◆ **Actions to take**:
- 1) List every question that Shekka asks tonykch in the forum thread below.
- 2) In the forum thread, what kind of connection was tonykch using when the upload worked on the speed test?
- 3) Explain why tonykch, in the forum thread, considers the 4/8/12 release date of the update significant.

◆ **Excerpted text**:
## START

Post back your out come!


----------



## Shekka (Jan 6, 2012)

*Re: Can't upload to the internet*

How long ago did it happen? Has anything new been installed or added to the computer around the time it started doing this?

Have you tried a system restore to a date before you started having this problem?


----------



## tonykch (Apr 19, 2012)

*Re: Can't upload to the internet*

I'm currently connected through a wired connection. Upload is working on the speed test.

This started about 2 weeks ago. Nothing was added or installed prior to seeing this happen. I was uploading to eBay one night, it was working fine, then suddenly I was having the hardest time uploading. I found out quickly that it extended far beyond eBay.


----------



## Shekka (Jan 6, 2012)

*Re: Can't upload to the internet*

So it is working when using a wired connection, but not when you use a wireless connection?

Can you confirm this please.


----------



## tonykch (Apr 19, 2012)

*Re: Can't upload to the internet*

Yes, that is correct.


----------



## Shekka (Jan 6, 2012)

*Re: Can't upload to the internet*

Have you tried updating the wireless drivers?


----------



## tonykch (Apr 19, 2012)

*Re: Can't upload to the internet*

I have not. I'm on Intel's site right now. Does this appear to be the correct driver?

http://downloadcenter.intel.com/Det...64-bit)*&DownloadType=
Software Applications


----------



## tonykch (Apr 19, 2012)

*Re: Can't upload to the internet*

WOULD YOU LOOK AT THAT!

That did the trick! Apparently they released an update on 4/8/12, which was around the time I started having issues. Uploading is working now.

Thank you very much for helping me walk through this. I really appreciate it!


----------



## Shekka (Jan 6, 2012)

*Re: Can't upload to the internet*

No problem! Glad it's working for you!

You can mark this thread as solved by using the thread tools option at the top of the page.


----------

## END

◆ **Extracted material**:
## START

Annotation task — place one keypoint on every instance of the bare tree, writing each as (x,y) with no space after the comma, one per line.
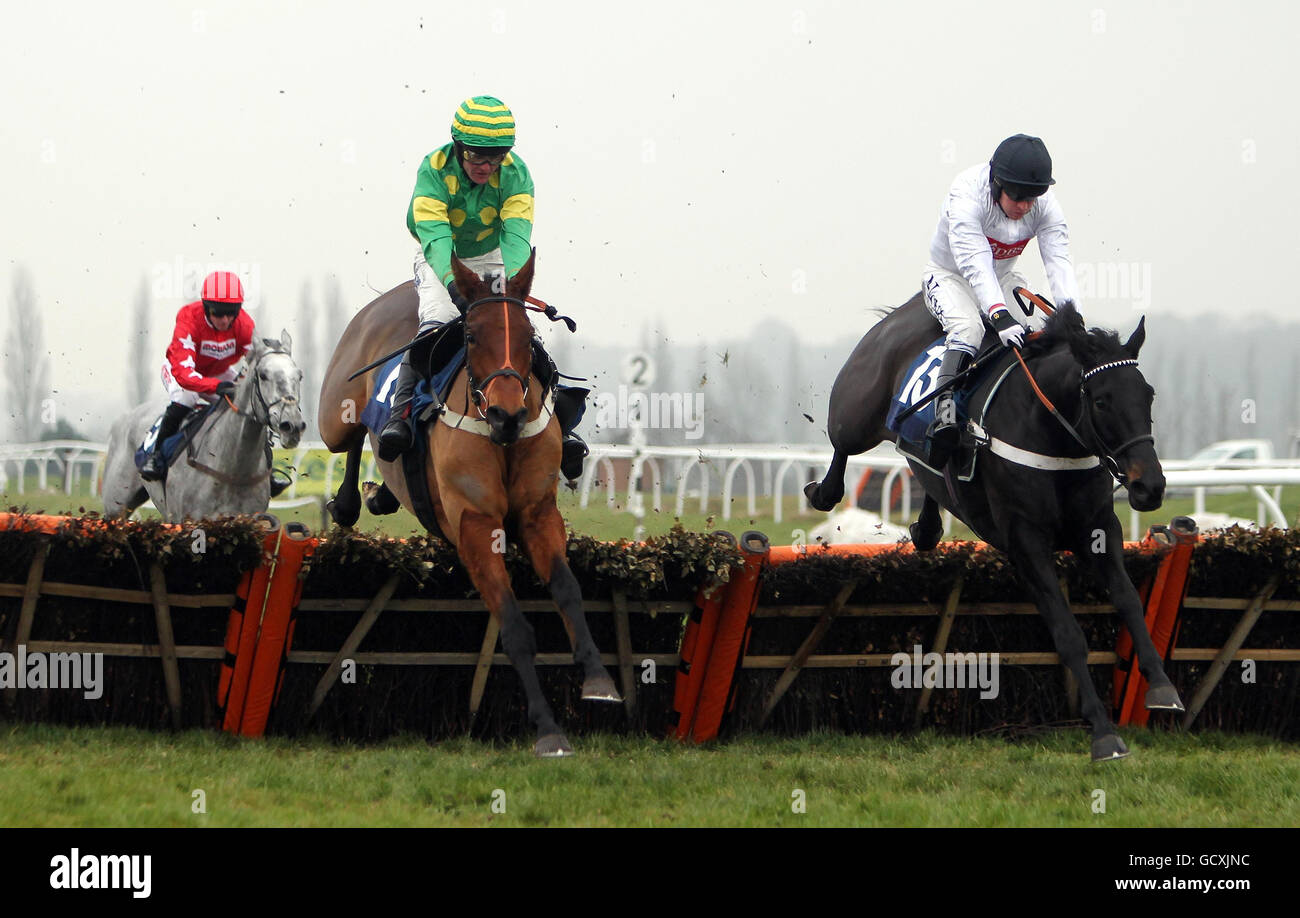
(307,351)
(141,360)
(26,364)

## END
## START

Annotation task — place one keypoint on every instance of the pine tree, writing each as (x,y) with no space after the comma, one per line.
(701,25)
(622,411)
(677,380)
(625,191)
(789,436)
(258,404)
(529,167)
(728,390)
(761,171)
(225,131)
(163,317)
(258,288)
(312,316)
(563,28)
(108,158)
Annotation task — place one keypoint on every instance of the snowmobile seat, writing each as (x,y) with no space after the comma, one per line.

## END

◆ **Outputs**:
- 1)
- How long ago did it happen?
- Has anything new been installed or added to the computer around the time it started doing this?
- Have you tried a system restore to a date before you started having this problem?
- So it is working when using a wired connection, but not when you use a wireless connection?
- Have you tried updating the wireless drivers?

- 2) A wired connection.

- 3) tonykch notes that the update came out on 4/8/12, which was around the time the upload problems began.